__REQUIRED TASK__.
Rewrite the rows as a JSON list of strings, one string per line with blank lines left out, beginning at the line that contains "Locate the fluffy" and continuing through the final line of the rows.

--- --- ---

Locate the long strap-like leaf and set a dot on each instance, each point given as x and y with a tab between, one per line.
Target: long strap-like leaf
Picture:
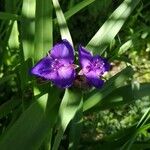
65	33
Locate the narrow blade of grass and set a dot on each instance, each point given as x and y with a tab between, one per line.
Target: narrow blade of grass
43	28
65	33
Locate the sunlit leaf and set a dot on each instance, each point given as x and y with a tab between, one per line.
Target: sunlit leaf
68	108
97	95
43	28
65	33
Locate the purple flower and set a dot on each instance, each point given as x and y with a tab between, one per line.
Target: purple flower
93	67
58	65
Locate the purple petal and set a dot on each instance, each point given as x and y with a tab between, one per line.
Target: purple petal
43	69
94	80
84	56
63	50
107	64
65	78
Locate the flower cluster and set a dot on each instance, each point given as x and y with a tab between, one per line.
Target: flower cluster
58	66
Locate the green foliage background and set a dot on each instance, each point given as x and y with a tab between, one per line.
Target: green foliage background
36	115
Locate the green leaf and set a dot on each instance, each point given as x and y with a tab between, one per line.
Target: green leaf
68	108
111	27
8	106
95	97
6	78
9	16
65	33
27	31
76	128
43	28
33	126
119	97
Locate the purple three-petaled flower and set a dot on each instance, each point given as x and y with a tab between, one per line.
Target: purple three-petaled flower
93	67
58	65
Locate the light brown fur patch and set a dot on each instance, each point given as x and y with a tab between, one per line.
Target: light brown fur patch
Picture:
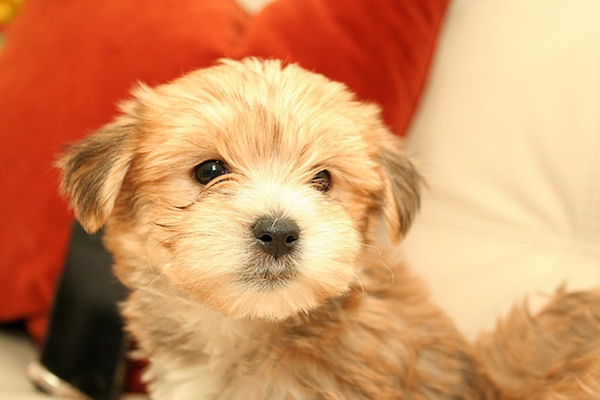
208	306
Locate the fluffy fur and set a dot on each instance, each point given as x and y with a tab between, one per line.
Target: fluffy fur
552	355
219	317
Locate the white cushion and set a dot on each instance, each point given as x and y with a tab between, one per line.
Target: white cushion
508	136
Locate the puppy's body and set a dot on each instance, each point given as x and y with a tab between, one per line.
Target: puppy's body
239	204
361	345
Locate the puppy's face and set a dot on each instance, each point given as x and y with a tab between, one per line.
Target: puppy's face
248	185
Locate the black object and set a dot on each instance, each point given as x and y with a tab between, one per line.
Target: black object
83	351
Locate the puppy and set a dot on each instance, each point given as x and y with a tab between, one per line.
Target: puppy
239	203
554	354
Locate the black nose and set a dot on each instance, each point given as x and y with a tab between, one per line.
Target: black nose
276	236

--- --- ---

__TASK RESPONSE__.
[
  "Locate the fluffy fur and set a dot on each instance, each point given as x and y with a tab between, one per line.",
  "Target: fluffy fur",
  "552\t355",
  "219\t317",
  "Locate the white cushion and set a dot on each instance, each point given as x and y with a tab between, one per line.",
  "Target: white cushion",
  "508\t136",
  "Locate the puppy's body and set a dot on each instance, each point given as x and y with a tab between, one per line.",
  "Target: puppy's body",
  "239\t204",
  "361\t345",
  "Locate the puppy's face and set a dot on each instance, each point given as x and y with a tab between, one per line.",
  "Target: puppy's face",
  "248\t185",
  "Locate the black object and set a dot on each instance, each point given as x and y with a tab between, one per line.",
  "Target: black object",
  "83\t351",
  "Locate the puppy and set a dot on each instance, each point given as x and y with a tab between, one per line.",
  "Target: puppy",
  "239\t203",
  "554\t354",
  "Locate the black nose and set a dot on each instance, each point given as x and y with a tab between, one per line.",
  "Target: black nose",
  "276\t236"
]